◆ Problem description ◆
All of the data that follows should be given again exactly, without its images.

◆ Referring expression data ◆
▽

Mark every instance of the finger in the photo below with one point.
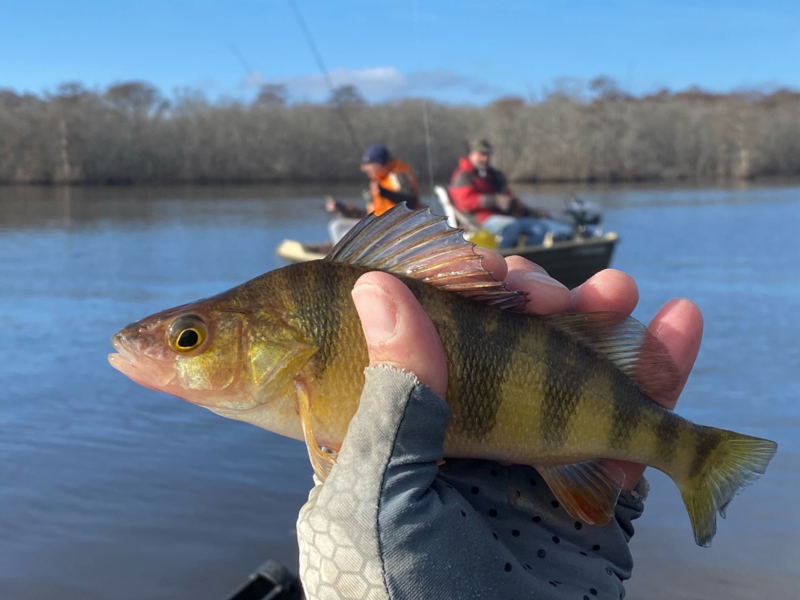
(608, 290)
(398, 331)
(679, 326)
(546, 296)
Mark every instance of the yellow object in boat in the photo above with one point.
(484, 239)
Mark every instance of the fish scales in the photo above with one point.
(501, 364)
(564, 394)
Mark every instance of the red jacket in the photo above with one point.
(468, 188)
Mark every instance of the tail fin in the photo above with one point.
(731, 464)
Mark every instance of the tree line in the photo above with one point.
(131, 133)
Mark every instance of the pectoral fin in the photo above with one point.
(588, 490)
(322, 460)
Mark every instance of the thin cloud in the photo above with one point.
(389, 82)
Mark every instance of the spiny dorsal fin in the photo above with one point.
(628, 344)
(421, 245)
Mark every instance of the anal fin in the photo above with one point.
(587, 490)
(322, 459)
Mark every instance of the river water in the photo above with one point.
(110, 490)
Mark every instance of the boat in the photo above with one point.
(571, 257)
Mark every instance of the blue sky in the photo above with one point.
(465, 51)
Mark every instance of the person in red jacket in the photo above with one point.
(480, 190)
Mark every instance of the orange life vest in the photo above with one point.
(389, 181)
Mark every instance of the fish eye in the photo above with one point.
(187, 333)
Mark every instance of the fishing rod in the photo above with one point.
(318, 58)
(428, 151)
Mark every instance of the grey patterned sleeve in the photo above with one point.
(390, 523)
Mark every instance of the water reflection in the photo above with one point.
(108, 486)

△

◆ Exercise output ◆
Mark every instance of the finger in the photo below with one point.
(608, 290)
(398, 331)
(679, 326)
(546, 296)
Mark every instance of the yellow object in boat in the photo above with one point.
(484, 239)
Mark every instance of the fish scales in the photo above with one point.
(501, 364)
(564, 394)
Mark every instance of the red jacket in the photo above with one point.
(468, 188)
Mark every instance of the tail fin in the photo above with one point.
(731, 464)
Mark every instance of the tree line in the photo above with one point.
(131, 133)
Mark every instance of the pectoral fin in the photo above with one point.
(588, 490)
(322, 460)
Mark every instance of the thin cloud in the photo above with one point.
(389, 82)
Mark every instance of the spiny dorsal fin in the photo above with one point.
(628, 344)
(421, 245)
Mark every instance of the anal fin in the photo above with one point.
(587, 490)
(322, 459)
Mark every instance of the river water in the photo above with one point.
(110, 490)
Mark every instance of the boat in the photo above with one point.
(571, 257)
Mark every instance of the blue sky in the photo above with one point.
(465, 51)
Mark every instance of the person in red jacket in the photo above with one point.
(480, 190)
Mark every instance of the orange life vest in the photo above with one point.
(389, 181)
Mark every instance of the fish eye in the photo above with one point.
(187, 333)
Mark every instance of the fishing rod in the photo above with one point.
(318, 58)
(428, 151)
Mark every instance of the grey patterned sleeve in the photo above with one point.
(390, 523)
Mark every instance of the water reflection in the photo above with one point.
(108, 486)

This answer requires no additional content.